O bir gerçek sokak savaşçısı
Bundan 23 yıl önce tanımıştım Nalan Türkeli’yi.
Çekingen bir sesle aramıştı telefonda.
“Ben bir sokak satıcısıyım, varoşta yaşıyorum, bir kitap yazdım, sizin de okumanızı rica etsem” demişti.
Gazeteye davet etmiştim, o zaman Sabah’ta yazıyordum.
Baskıya gönderdiği kitabının kopyasını getirdi.
Adını “Varoşta kadın olmak” koymuştu.
Okurken şaşkınlığa düştüğümü hatırlıyorum.
Bu kadar mı yalın olurdu bir yazı.
Bu kadar mı samimi, bu kadar mı cesur, bu kadar mı sahici olurdu.
Sonra iki kitap daha yazdı.
“İki kadın”
“Düşlerimde sen varsın”
İşte 23 yıldır sürüyor dostluğumuz arkadaşlığımız Nalan Türkeli ile.
Şimdi bir kitap daha yazmış.
“Dilli Don” koymuş bu sefer adını.
Sokak hikayeleri bunlar.
Çünkü Nalan Türkeli sokakta yaşıyor.
Daha doğrusu sokakta savaşıyor.
Son hatırladığım gece yarısından sonra Ümraniye Devlet Hastanesi’nin kapısında evinde yaptığı pilavı satıyordu.
“Yok, artık o bitti” dedi.
Çünkü “sokak savaşçısı Nalan Türkeli” dilini pek tutamıyor.
Haksızlıklara, adaletsizliklere isyan ediyor.
Öyle olunca da pek barındırmak istemiyorlar.

Verilen malzeme -
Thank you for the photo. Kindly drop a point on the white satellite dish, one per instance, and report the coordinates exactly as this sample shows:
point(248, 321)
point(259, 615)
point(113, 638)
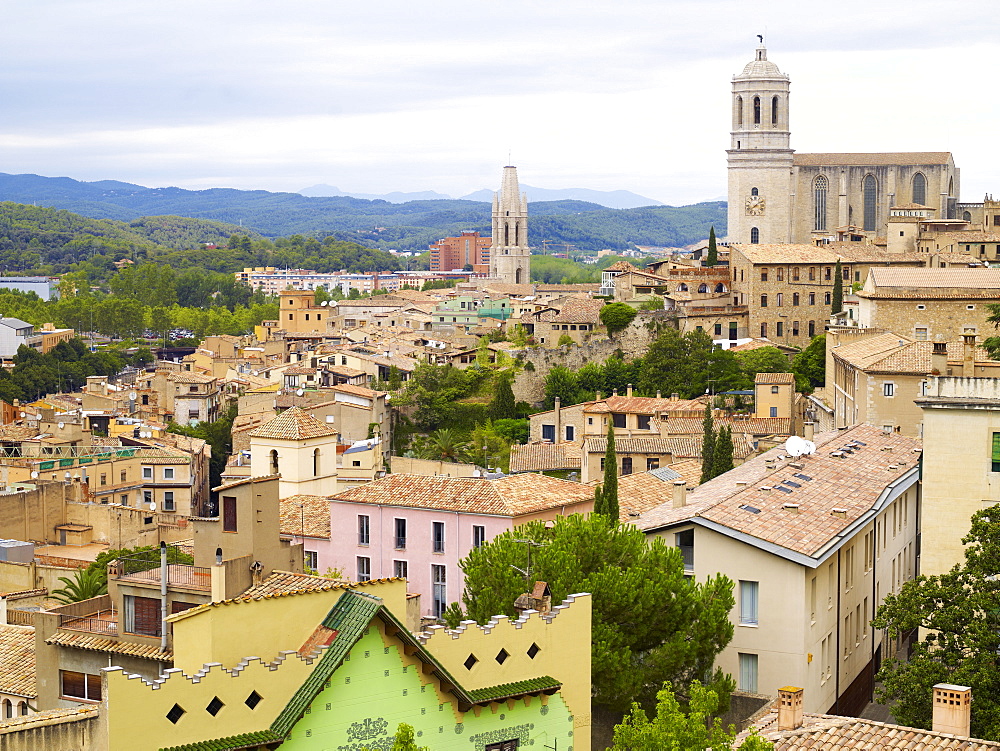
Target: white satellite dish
point(796, 446)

Alıştırmanın bölümleri -
a) Yazıda adı geçen bütün kitap adlarını sıralayın.
b) Yazının “Bu kadar mı yalın” sözlerinden başlayıp “doğrusu sokakta savaşıyor.” sözlerine kadar olan kısmını, bu sözler de dahil, aynen yazıya geçirin.
Malzeme yazıdan ayrı bir kaynaktır.

Görevlere yanıtlar -
a)
- Varoşta kadın olmak
- İki kadın
- Düşlerimde sen varsın
- Dilli Don

b)
Bu kadar mı yalın olurdu bir yazı.
Bu kadar mı samimi, bu kadar mı cesur, bu kadar mı sahici olurdu.
Sonra iki kitap daha yazdı.
“İki kadın”
“Düşlerimde sen varsın”
İşte 23 yıldır sürüyor dostluğumuz arkadaşlığımız Nalan Türkeli ile.
Şimdi bir kitap daha yazmış.
“Dilli Don” koymuş bu sefer adını.
Sokak hikayeleri bunlar.
Çünkü Nalan Türkeli sokakta yaşıyor.
Daha doğrusu sokakta savaşıyor.